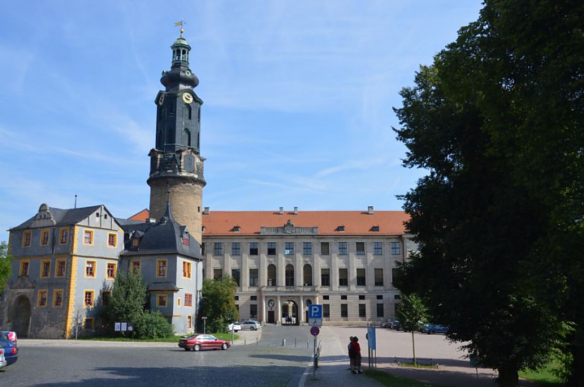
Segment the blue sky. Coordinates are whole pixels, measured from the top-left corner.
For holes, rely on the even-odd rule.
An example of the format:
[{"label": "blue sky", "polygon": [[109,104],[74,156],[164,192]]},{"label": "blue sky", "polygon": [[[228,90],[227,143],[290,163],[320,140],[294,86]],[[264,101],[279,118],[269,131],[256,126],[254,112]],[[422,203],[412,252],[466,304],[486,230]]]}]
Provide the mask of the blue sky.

Aim> Return the text lines of the material above unchanged, leaving out the pictures.

Correct response>
Segment the blue sky. Coordinates are whole pixels, measured from the top-left corner.
For holes, rely on the even-odd rule.
An example of the format:
[{"label": "blue sky", "polygon": [[109,104],[74,156],[164,192]]},{"label": "blue sky", "polygon": [[[228,90],[227,143],[290,163],[320,140],[294,86]],[[264,101],[279,118],[269,131],[256,126],[254,112]],[[422,203],[412,252],[466,304],[486,230]]]}]
Provide the mask of the blue sky.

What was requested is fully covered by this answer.